Source passage:
--- --- ---
Do you ever watch your kids play and wonder if you are catching a glimpse into their future? I literally saw my oldest (now 19) draw a step-by-step design for a cardboard alligator and build it from a shoebox at 5 years old. Now he is now in college studying engineering. So I got to thinking about things I have observed other children doing that might be catching a “glimpse” of a future career or business.
Your avid reader may become an author or editor, a block builder may become an architect or designer, a little performer may become an actor or teacher, an airplane fan may become a pilot or mechanic, a clothes lover may become a stylist or buyer, an athlete may become a coach or physical therapist, an artistic child may become a jewelry designer or graphic artist, your wee negotiator may become a lawyer or diplomat, an animal lover could become a veterinarian or groomer, your nurturer may grow to be a doctor or a missionary…
This article came about during convention season last year. I had the privilege of seeing and visiting with so many talented young entrepreneurs at homeschool conventions selling their wares. When I got the chance, I would go talk to them to learn how they got started in their business. They were so passionate and fun to talk with! I came home with loads of goodies made by teenage business folk: everything from jewelry and knitted mittens to bath bombs, soaps, and cherry-pit neck warmers. One girl that I particularly remember has had a booth next to ours in Richmond, VA for the last three years. Her jewelry is top-notch. She is very particular about matching stones in a pair of earrings and hammering her wire. She has grown in skill, and in height, over the years and I can only imagine she will go far should she choose to stay in the art field. After one show, while the stronger crew members were loading up the trailer, a few young gentlemen came up to chit-chat. I pitched my idea about writing an article on young entrepreneurs and asked them, “If you were to start a business right now, what would it be?” One boy was crazy about coffee and said it was his dream to be a barista and even own his own coffee shop. He was about twelve. This young man could tell you anything you wanted to know about coffee. Go ahead and ask your own kids this question and see where it leads. You might be surprised!
--- --- ---
Dataset entries
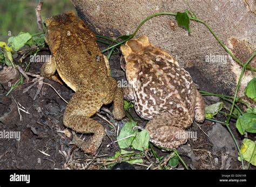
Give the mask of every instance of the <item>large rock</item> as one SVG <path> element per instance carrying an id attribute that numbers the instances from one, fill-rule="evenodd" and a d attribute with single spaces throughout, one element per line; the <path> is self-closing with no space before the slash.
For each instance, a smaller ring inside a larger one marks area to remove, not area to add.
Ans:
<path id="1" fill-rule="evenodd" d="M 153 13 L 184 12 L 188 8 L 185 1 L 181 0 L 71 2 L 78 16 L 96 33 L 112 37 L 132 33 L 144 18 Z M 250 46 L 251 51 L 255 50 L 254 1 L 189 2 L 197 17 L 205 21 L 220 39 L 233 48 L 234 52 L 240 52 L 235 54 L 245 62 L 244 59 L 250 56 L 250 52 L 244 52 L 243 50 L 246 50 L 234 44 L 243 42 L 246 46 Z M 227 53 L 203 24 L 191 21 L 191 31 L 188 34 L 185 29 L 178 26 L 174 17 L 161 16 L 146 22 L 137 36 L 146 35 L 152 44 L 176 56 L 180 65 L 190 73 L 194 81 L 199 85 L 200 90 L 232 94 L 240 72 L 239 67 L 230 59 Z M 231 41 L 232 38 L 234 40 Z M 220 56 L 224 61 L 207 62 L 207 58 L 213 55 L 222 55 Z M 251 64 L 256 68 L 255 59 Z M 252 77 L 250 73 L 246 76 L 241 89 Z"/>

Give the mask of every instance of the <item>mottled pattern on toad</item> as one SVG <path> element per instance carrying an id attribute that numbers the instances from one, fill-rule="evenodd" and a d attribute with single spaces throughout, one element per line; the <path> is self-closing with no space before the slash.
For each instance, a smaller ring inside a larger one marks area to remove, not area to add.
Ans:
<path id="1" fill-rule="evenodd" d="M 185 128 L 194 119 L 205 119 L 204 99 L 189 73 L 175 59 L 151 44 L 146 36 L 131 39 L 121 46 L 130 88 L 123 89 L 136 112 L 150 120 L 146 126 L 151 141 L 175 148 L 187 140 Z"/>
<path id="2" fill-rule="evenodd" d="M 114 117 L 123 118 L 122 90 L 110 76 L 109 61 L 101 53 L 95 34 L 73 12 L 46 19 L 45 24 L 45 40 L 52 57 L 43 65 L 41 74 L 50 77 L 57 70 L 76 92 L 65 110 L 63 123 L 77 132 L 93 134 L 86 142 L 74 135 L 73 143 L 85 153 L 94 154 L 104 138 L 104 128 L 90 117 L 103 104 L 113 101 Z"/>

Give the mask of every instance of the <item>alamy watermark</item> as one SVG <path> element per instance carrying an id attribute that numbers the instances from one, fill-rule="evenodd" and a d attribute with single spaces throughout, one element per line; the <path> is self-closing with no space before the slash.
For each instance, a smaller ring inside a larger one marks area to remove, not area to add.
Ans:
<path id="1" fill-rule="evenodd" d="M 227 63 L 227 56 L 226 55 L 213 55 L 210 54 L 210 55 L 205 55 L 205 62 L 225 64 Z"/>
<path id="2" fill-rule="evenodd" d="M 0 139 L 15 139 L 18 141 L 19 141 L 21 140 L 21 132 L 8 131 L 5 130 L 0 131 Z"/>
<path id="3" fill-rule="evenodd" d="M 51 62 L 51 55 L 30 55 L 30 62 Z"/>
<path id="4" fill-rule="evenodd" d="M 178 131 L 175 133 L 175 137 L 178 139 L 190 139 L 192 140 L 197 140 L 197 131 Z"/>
--- --- ---
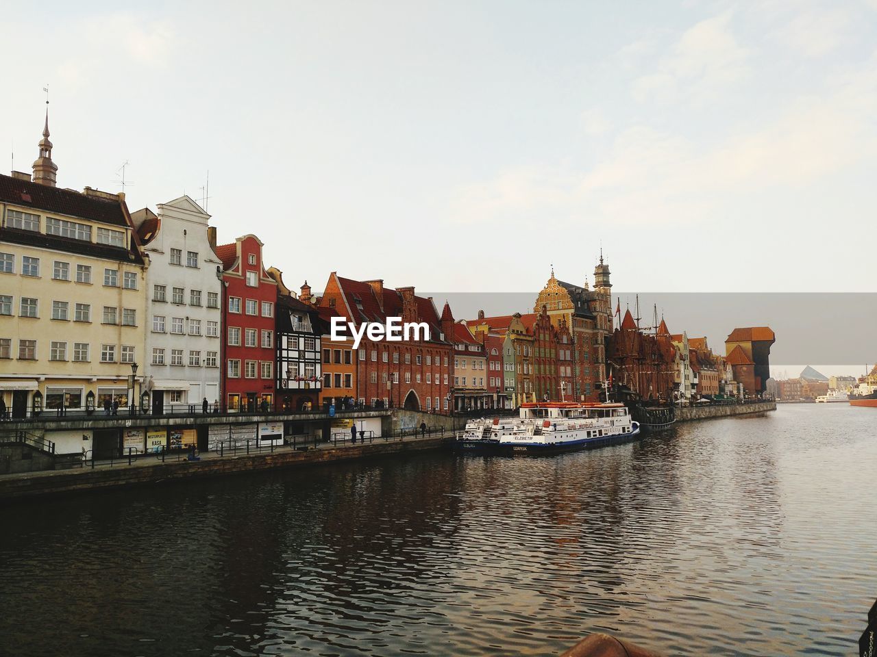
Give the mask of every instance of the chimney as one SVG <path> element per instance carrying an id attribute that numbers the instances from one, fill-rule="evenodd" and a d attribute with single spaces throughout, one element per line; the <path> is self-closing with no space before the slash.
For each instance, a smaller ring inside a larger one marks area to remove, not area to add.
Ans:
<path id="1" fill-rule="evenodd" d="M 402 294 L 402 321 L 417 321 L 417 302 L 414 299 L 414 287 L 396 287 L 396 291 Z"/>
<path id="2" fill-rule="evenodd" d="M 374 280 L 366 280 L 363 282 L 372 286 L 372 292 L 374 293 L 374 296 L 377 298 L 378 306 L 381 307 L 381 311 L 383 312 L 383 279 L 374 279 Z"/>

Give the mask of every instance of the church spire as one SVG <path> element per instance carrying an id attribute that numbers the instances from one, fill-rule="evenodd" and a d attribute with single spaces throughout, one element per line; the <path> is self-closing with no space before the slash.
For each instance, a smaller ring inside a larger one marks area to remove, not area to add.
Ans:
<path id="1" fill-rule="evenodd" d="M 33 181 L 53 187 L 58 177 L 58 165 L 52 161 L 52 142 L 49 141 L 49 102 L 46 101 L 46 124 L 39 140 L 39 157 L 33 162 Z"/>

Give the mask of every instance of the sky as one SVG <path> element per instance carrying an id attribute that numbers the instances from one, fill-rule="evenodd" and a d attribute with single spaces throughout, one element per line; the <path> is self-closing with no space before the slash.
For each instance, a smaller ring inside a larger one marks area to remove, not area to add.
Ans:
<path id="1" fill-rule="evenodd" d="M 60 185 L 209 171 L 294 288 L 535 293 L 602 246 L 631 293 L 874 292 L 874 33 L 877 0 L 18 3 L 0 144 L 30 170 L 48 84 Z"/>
--- --- ---
Work to complete:
A – Summarize the article on children's play and future careers in two sentences.
B – Pick up the article on children's play and future careers after its final sentence and keep writing in the same voice.

Responses by task:
A – The writer's oldest son designed and built a cardboard alligator at five and now studies engineering, which led the writer to wonder whether children's play hints at future careers, such as a block builder becoming an architect or an animal lover becoming a veterinarian. At homeschool conventions the writer met young entrepreneurs, including a skilled teenage jewelry maker and a coffee-loving boy of about twelve who dreams of owning a coffee shop, and encourages parents to ask their own kids what business they would start.

B –
I have often pondered professions that stem from a passion. I was a high school French teacher because I loved France and all things French, and I was intuitively good at it. I worked hard to be even better. Back when my boys were in middle school, we had a conversation about getting paid for something that you love to do. I asked them what they thought they were good at and pitched some career ideas at them. My younger son said that he liked sports and talking. We discussed the fact that while he may not have the genetics to be a professional athlete, there were a lot of other jobs that involve sports in some way, like being an agent or a trainer. We discussed how I was being paid to talk about French stuff all day. Maybe the difference between a career and a job is passion.
The young entrepreneurs I spoke with at homeschool conventions had passion in spades. They decided to take the leap and make their passion into a business. Whether a student makes a lot of money or not isn’t really the point at this stage. Rather, the value lies in the process. Think of all the planning involved in purchasing supplies, calculating the materials cost per item, deciding how much to sell the product or service for, marketing the business, talking to customers, setting goals and reaching them, assessing success and adjusting accordingly, practicing time management and organization, deciding what to do with the money they make and so much more. The experience at this point in their lives can greatly impact their future. They may be 20 years old sitting in a college marketing class and think back on their early business experience. Or maybe they are working for someone else when a spark of a business idea hits them, and they think back on their early self-employed experience and muster the confidence to strike out on their own. One just never knows!